STATED PROBLEM:
Copy out every line of the entries below without changing anything.

DATA LINES:
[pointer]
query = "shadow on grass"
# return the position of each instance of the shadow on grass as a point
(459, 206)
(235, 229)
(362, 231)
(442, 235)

SOLUTION TO THIS PROBLEM:
[pointer]
query = "shadow on grass"
# return the position of each instance of the shadow on grass as a point
(459, 206)
(235, 229)
(362, 231)
(442, 235)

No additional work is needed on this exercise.